## Passage provided

______

“The people and the food are both spicy,” the new Israeli ambassador to the United States, Michael Herzog, observed while celebrating what he called the “new-old relationship” between Israel and Morocco and noting that what draws the two peoples together is more important than what might separate them.
Herzog and Morocco’s ambassador to the United States, Princess Lalla Joumala, on Thursday night hosted a celebration to mark the one-year anniversary of normalization between the Kingdom of Morocco and the State of Israel. The guest list for the event at the Watergate Hotel in Washington featured a pair of US congressmen, a high-ranking State Department official and a number of notables from both the Israeli and Moroccan Jewish communities.
“The relations between the Jewish people and Morocco are ancient, unique and noteworthy. Generations of Jews have found refuge all over Morocco at various points over the last few thousand years. Together, we can advance our shared vision for a peaceful, thriving and stable region. I strongly believe that the relations between us, as well as the relations between Jews and Muslims at large, could make a significant contribution in this respect. They could become a game-changer in many critical areas such as health care, climate change, food security, high tech and so much more,” said Herzog.
Joumala, who apologized profusely for needing to leave the event early due to an illness, told the audience: “The seeds of peace planted over the past year are already starting to bear fruit, impacting positively the lives of peoples in the region. It is hard not to be filled with optimism for the future when looking at the enthusiasm and impulse the trilateral agreement and the Abraham Accords have generated. Collectively, we need to relentlessly work to ensure that the achievements of the past year are widened and deeply rooted at the human level.”

______

## Written request 1
Reproduce the portion of the article on the Israel–Morocco anniversary celebration from "Herzog and Morocco’s" up to and including "Moroccan Jewish communities.".

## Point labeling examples
______

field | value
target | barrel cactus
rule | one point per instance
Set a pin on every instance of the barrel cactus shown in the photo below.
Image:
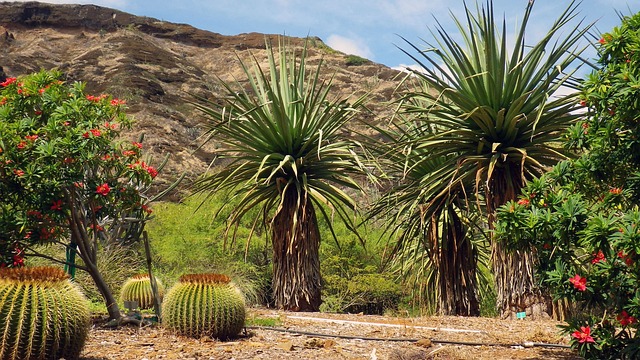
(204, 305)
(43, 315)
(138, 288)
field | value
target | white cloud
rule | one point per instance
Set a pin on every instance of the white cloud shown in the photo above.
(105, 3)
(406, 68)
(353, 46)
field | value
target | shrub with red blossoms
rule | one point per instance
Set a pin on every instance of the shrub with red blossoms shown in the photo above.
(579, 282)
(60, 166)
(592, 217)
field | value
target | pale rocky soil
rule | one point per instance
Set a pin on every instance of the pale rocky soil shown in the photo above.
(153, 342)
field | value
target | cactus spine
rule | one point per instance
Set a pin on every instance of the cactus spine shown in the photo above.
(138, 288)
(42, 315)
(204, 305)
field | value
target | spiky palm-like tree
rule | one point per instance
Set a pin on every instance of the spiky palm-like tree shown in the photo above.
(283, 135)
(433, 252)
(499, 121)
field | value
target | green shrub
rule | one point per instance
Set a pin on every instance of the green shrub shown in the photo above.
(42, 315)
(204, 305)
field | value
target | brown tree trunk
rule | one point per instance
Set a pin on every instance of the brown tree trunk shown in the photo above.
(105, 291)
(457, 271)
(514, 271)
(296, 263)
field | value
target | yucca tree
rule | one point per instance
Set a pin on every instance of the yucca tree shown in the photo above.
(284, 135)
(492, 100)
(433, 251)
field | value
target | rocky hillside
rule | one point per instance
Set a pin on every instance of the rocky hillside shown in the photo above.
(156, 66)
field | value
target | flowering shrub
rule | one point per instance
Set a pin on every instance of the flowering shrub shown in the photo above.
(64, 175)
(583, 217)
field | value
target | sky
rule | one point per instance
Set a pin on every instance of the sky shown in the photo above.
(372, 29)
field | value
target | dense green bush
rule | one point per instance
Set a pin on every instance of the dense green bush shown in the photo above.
(353, 283)
(583, 217)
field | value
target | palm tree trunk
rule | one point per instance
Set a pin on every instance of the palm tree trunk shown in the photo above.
(296, 264)
(514, 271)
(457, 271)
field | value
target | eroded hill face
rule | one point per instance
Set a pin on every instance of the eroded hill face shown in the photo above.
(156, 66)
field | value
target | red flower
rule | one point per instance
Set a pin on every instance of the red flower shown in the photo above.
(96, 227)
(625, 319)
(583, 335)
(579, 282)
(152, 171)
(103, 189)
(94, 132)
(598, 257)
(8, 82)
(57, 205)
(95, 98)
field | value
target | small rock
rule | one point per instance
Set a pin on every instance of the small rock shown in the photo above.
(423, 343)
(329, 343)
(314, 343)
(286, 346)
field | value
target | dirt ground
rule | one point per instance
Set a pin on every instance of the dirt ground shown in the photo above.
(290, 337)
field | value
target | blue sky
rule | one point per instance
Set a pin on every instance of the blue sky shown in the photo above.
(368, 28)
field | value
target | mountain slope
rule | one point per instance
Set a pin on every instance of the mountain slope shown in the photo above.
(157, 66)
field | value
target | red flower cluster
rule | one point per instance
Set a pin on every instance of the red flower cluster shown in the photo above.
(94, 132)
(598, 257)
(96, 98)
(103, 189)
(627, 259)
(625, 319)
(57, 205)
(579, 282)
(18, 260)
(583, 335)
(615, 191)
(8, 82)
(142, 165)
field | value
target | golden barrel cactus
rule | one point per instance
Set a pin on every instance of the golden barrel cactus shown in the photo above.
(204, 305)
(138, 288)
(43, 315)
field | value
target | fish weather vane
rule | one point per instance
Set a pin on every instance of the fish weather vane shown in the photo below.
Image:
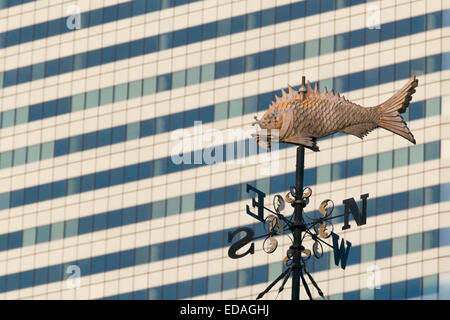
(300, 118)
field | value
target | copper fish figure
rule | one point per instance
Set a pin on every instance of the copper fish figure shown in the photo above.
(304, 116)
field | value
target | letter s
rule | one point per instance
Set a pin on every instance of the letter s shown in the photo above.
(240, 243)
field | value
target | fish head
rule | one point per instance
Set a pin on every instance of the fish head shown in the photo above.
(271, 120)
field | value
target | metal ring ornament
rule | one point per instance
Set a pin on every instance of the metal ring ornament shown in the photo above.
(288, 197)
(317, 249)
(278, 203)
(273, 224)
(307, 192)
(324, 229)
(325, 208)
(305, 254)
(270, 245)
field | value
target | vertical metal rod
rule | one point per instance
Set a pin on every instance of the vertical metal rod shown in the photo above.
(298, 223)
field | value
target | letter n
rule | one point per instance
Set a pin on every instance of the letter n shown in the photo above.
(351, 207)
(340, 253)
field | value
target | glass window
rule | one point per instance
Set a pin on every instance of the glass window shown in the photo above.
(151, 44)
(165, 41)
(79, 61)
(383, 249)
(120, 92)
(266, 59)
(368, 252)
(209, 30)
(385, 160)
(400, 157)
(431, 195)
(94, 58)
(136, 48)
(388, 31)
(193, 76)
(24, 74)
(78, 102)
(237, 24)
(433, 63)
(38, 71)
(415, 198)
(371, 77)
(433, 20)
(178, 79)
(251, 62)
(71, 228)
(370, 164)
(414, 242)
(21, 115)
(430, 239)
(430, 285)
(312, 7)
(133, 131)
(20, 156)
(207, 72)
(432, 107)
(229, 280)
(61, 147)
(195, 34)
(220, 111)
(43, 234)
(236, 66)
(402, 70)
(356, 80)
(149, 86)
(164, 82)
(416, 154)
(236, 108)
(214, 283)
(135, 89)
(312, 48)
(398, 290)
(201, 200)
(8, 118)
(354, 167)
(323, 173)
(106, 96)
(326, 45)
(29, 237)
(188, 203)
(158, 209)
(338, 171)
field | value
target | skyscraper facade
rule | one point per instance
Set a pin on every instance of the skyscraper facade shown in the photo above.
(125, 146)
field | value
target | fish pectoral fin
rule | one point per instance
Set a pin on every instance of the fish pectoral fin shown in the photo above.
(309, 142)
(360, 130)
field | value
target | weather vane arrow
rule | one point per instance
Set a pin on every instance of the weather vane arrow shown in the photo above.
(300, 118)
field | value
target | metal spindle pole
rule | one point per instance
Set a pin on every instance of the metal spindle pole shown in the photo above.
(298, 223)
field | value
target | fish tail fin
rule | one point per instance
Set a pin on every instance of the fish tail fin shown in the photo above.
(390, 118)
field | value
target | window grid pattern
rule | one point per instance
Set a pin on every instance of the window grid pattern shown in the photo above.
(162, 166)
(263, 59)
(152, 253)
(146, 128)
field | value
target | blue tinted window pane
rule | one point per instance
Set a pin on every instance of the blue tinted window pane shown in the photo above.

______

## Written request 2
Collect every line of the entries that contains the word "pole".

## Right answer 1
Herzog and Morocco’s ambassador to the United States, Princess Lalla Joumala, on Thursday night hosted a celebration to mark the one-year anniversary of normalization between the Kingdom of Morocco and the State of Israel. The guest list for the event at the Watergate Hotel in Washington featured a pair of US congressmen, a high-ranking State Department official and a number of notables from both the Israeli and Moroccan Jewish communities.

## Right answer 2
target | metal spindle pole
Set a pin on every instance of the metal spindle pole shown in the photo above.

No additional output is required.